**Task**
When you copy the material below, keep every line exact and drop the pictures.

********

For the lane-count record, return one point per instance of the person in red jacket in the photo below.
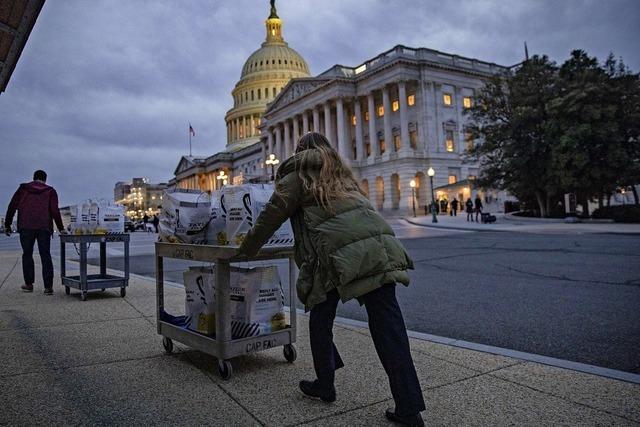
(37, 206)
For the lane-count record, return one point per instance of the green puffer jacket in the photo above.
(352, 248)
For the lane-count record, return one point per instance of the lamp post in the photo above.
(273, 162)
(412, 184)
(222, 177)
(431, 173)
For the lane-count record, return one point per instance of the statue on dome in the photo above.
(274, 14)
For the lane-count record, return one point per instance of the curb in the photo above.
(445, 227)
(514, 354)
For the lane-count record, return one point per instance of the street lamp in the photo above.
(222, 177)
(273, 162)
(412, 184)
(431, 173)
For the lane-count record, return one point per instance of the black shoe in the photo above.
(314, 389)
(414, 420)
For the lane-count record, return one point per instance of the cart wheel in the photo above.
(225, 369)
(167, 343)
(290, 353)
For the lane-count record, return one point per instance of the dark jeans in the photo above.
(28, 239)
(389, 336)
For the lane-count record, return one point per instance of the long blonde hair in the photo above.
(334, 180)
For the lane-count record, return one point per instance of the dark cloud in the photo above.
(104, 89)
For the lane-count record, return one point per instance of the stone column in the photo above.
(278, 151)
(357, 111)
(287, 141)
(316, 119)
(404, 119)
(270, 148)
(388, 135)
(244, 126)
(373, 134)
(296, 133)
(388, 191)
(327, 120)
(342, 142)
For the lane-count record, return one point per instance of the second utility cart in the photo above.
(222, 346)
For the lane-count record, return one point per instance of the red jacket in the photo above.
(37, 206)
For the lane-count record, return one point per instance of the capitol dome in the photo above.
(264, 74)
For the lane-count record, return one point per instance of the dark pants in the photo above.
(28, 239)
(389, 336)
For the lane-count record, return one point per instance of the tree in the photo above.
(510, 119)
(586, 121)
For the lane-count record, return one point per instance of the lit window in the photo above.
(449, 141)
(413, 139)
(396, 142)
(468, 137)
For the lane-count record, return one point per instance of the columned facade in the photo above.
(390, 119)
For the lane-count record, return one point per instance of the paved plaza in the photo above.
(70, 362)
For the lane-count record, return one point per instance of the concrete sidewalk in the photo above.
(100, 362)
(523, 225)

********

**Result**
For the lane-count record, return one point per instance of the person in red jacket in the photo below.
(37, 206)
For the lane-count record, return one point per instance of the green puffer jacket in the photo above.
(352, 248)
For the lane-count record, return one point per instance of the lamp post in the photo above.
(273, 162)
(412, 184)
(222, 177)
(431, 173)
For the lane-count record, return one point per instance of the statue on dome in the photo above.
(274, 14)
For the lane-count record, return one point per instance of the curb in the photo above.
(445, 227)
(514, 354)
For the lane-count record, return one point per instance of the street lamp in the photo above.
(222, 177)
(273, 162)
(412, 184)
(431, 173)
For the lane-count record, return one point per instance of the black shoe in the photo above.
(314, 389)
(414, 420)
For the lane-count record, return one point per instance of the cart wheel in the photo above.
(225, 369)
(167, 343)
(290, 353)
For the lane-count record, return one point per instance of the dark jeans in the photo above.
(28, 239)
(389, 336)
For the lane-count record, return one point per instance of the long blonde hair in the photo above.
(334, 180)
For the lane-count record, return one point per instance of the dark cloud in the photo above.
(104, 89)
For the lane-count record, return one point per instance of the stone column in the photo above.
(278, 151)
(357, 111)
(287, 141)
(316, 119)
(404, 119)
(270, 148)
(388, 135)
(244, 126)
(373, 134)
(296, 133)
(388, 191)
(327, 120)
(342, 142)
For the lane-count record, return one point per instance of the second utility cart in the photo above.
(222, 346)
For the lane-count record, return one point per instance of the red jacket in the photo above.
(37, 206)
For the lane-count record, return one point per instance of the capitol dome in the photo above.
(264, 74)
For the lane-count record, return one point per instance of the dark pants in the photo above.
(28, 239)
(389, 336)
For the lane-count record, return one point per instance of the tree in the photo above.
(510, 119)
(586, 121)
For the lane-count record, return one point per instance of the lit window in the photo above.
(449, 141)
(413, 139)
(396, 142)
(468, 137)
For the lane-count record, return one point per instance of the columned facade in the photo above.
(390, 119)
For the lane-count record, return one point per instance of the paved plaza in the photo above.
(70, 362)
For the lane-count record, return one point per instance of the concrete sidewalk in the photo above.
(100, 362)
(523, 225)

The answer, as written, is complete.